Given problem 1 »
Answer these questions using the passage on gas plant claims against UGI Utilities:
(a) According to SCANA, during which years did UGI Utilities control operations of the Charleston plant?
(b) What share of the cleanup costs did the court's June 27, 2006 order assign to Citizens?
(c) What is the estimated cost of the remedy that the New York Department of Environmental Conservation approved for the Sag Harbor site?
Given problem 2 »
Extend the passage on gas plant claims against UGI Utilities beyond its final sentence.

Provided passage »
# # # # #
Charleston, South Carolina Gas Plant Matter. By letter dated July 14, 2006, SCANA Corporation (“SCANA”), demanded contribution from UGI Utilities for a portion of past and future remediation costs related to the operations of a former MGP located in Charleston, South Carolina. According to the letter, the plant operated from 1855 to 1954. SCANA alleges that UGI Utilities controlled operations of the plant from 1910 to 1926. SCANA asserts that it has spent approximately $22 million in remediation costs and $26 million in third-party claims relating to the site. It estimates that future remediation costs could be as high as $2.5 million and asserts that it has received a demand from the United States Justice Department for natural resource damages. SCANA claims that UGI Utilities is liable for 47% of the costs associated with the site. UGI Utilities is in the process of reviewing the information provided by SCANA and is investigating this claim.
City of Bangor, Maine v. Citizens Communications Co. In April 2003, Citizens Communications Company (“Citizens”) served a complaint naming UGI Utilities as a third-party defendant in a civil action pending in the United States District Court for the District of Maine. In that action, the plaintiff, City of Bangor, Maine (“City”), sued Citizens to recover environmental response costs associated with MGP wastes generated at a plant allegedly operated by Citizens’ predecessors at a site on the Penobscot River. Citizens subsequently joined UGI Utilities and ten other third-party defendants alleging that the third-party defendants are responsible for an equitable share of costs Citizens may be required to pay to the City for cleaning up tar deposits in the Penobscot River. Citizens alleges that UGI Utilities and its predecessors owned and operated the plant from 1901 to 1928. Studies conducted by the City and Citizens suggest that it could cost up to $18 million to clean up the river. Citizens’ third-party claims have been stayed pending a resolution of the City’s suit against Citizens, which was tried in September 2005. Maine’s Department of Environmental Protection (“DEP”) informed UGI Utilities in March of 2005 that it considers UGI Utilities to be a potentially responsible party for costs incurred by the State of Maine related to gas plant contaminants at this site. On June 27, 2006, the court issued an order finding Citizens responsible for 60% of the cleanup costs. The amount of Citizens’ liability has not been finally determined. UGI Utilities believes that it has good defenses to Citizens’ claim and to any claim that the DEP may bring to recover its costs, and is defending the Citizens’ suit.
Sag Harbor, New York Matter. By letter dated June 24, 2004, KeySpan Energy (“KeySpan”) informed UGI Utilities that KeySpan has spent $2.3 million and expects to spend another $11 million to clean up an MGP site it owns in Sag Harbor, New York. KeySpan believes that UGI Utilities is responsible for approximately 50% of these costs as a result of UGI Utilities’ alleged direct ownership and operation of the plant from 1885 to 1902. By letter dated June 6, 2006, KeySpan reported that the New York Department of Environmental Conservation has approved a remedy for the site that is estimated to cost approximately $10 million. KeySpan believes that the cost could go as high as $20 million. UGI Utilities is in the process of reviewing the information provided by KeySpan and is investigating this claim.
# # # # #
Records from a collection »
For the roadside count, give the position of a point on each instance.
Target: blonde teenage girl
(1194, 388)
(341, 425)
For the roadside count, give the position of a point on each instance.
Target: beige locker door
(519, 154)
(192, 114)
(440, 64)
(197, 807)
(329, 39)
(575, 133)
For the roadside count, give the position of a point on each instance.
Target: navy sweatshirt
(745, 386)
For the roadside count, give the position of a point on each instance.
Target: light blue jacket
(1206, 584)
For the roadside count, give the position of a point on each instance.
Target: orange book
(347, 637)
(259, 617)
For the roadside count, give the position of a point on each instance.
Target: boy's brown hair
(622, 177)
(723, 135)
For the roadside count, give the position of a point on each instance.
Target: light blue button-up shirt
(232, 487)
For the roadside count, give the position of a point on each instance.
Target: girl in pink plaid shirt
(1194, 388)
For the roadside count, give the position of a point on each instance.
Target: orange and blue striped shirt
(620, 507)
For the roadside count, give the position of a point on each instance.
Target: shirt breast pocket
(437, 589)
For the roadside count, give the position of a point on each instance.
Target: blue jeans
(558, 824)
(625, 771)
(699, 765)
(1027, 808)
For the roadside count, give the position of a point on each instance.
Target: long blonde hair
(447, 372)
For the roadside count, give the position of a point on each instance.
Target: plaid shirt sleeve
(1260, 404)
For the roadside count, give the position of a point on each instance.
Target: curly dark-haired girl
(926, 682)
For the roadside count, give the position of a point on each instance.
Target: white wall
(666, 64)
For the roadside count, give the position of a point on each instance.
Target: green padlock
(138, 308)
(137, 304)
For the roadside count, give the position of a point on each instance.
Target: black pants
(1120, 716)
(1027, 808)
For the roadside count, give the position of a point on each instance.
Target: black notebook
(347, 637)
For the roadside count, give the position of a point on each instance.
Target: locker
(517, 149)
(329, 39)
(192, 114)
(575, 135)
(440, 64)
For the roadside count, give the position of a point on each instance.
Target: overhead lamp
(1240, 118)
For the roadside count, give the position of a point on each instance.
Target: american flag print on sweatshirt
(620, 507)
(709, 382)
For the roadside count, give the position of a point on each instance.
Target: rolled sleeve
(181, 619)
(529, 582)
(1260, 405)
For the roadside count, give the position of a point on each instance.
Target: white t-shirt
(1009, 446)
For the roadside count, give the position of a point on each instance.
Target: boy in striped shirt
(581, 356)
# # # # #
Right answer 1 »
(a) From 1910 to 1926.
(b) 60%.
(c) Approximately $10 million.

Right answer 2 »
In addition to the other information set forth in this report, you should carefully consider the factors discussed in Part I, “Item 1A. Risk Factors” in our Annual Report on Form 10-K for the fiscal year ended September 30, 2005, which could materially affect our business, financial condition or future results. The risks described in our Annual Report on Form 10-K are not the only risks facing the Company. Other unknown or unpredictable factors could also have material adverse effects on future results.
The exhibits filed as part of this report are as follows (exhibits incorporated by reference are set forth with the name of the registrant, the type of report and registration number or last date of the period for which it was filed, and the exhibit number in such filing):
Exhibit No. | Exhibit | Registrant | Filing | Exhibit | ||||
10.1 | Description of UGI Corporation Senior Executive Employee Severance Pay Plan, amended July 25, 2006, for Messrs. Trego, Barney, Greenberg, Walsh and Knauss | UGI Corporation | 10-Q (8/8/2006) | 10.1 |
-26-
Table of Contents
UGI UTILITIES, INC.
Exhibit No. | Exhibit | Registrant | Filing | Exhibit | ||||
10.2 | Description of July 25, 2006 Amendment to the UGI Corporation Supplemental Executive Retirement Plan for Messrs. Trego, Barney, Greenberg, Walsh and Knauss | UGI Corporation | 10-Q (8/8/2006) | 10.2 | ||||
12.1 | Computation of ratio of earnings to fixed charges. | |||||||
31.1 | Certification by the Chief Executive Officer relating to the Registrant’s Report on Form 10-Q for the quarter ended June 30, 2006, pursuant to Section 302 of the Sarbanes-Oxley Act of 2002. | |||||||
31.2 | Certification by the Chief Financial Officer relating to the Registrant’s Report on Form 10-Q for the quarter ended June 30, 2006, pursuant to Section 302 of the Sarbanes-Oxley Act of 2002. | |||||||
32 | Certification by the Chief Executive Officer and the Chief Financial Officer relating to the Registrant’s Report on Form 10-Q for the quarter ended June 30, 2006, pursuant to Section 906 of the Sarbanes-Oxley Act of 2002. |
-27-
Table of Contents
UGI UTILITIES, INC.
Pursuant to the requirements of the Securities Exchange Act of 1934, the registrant has duly caused this report to be signed on its behalf by the undersigned thereunto duly authorized.
UGI Utilities, Inc. | ||||
(Registrant) | ||||
Date: August 7, 2006 | By: | /s/ John C. Barney | ||
John C. Barney Senior Vice President - Finance (Principal Financial Officer) |
-28-
Table of Contents
UGI UTILITIES, INC.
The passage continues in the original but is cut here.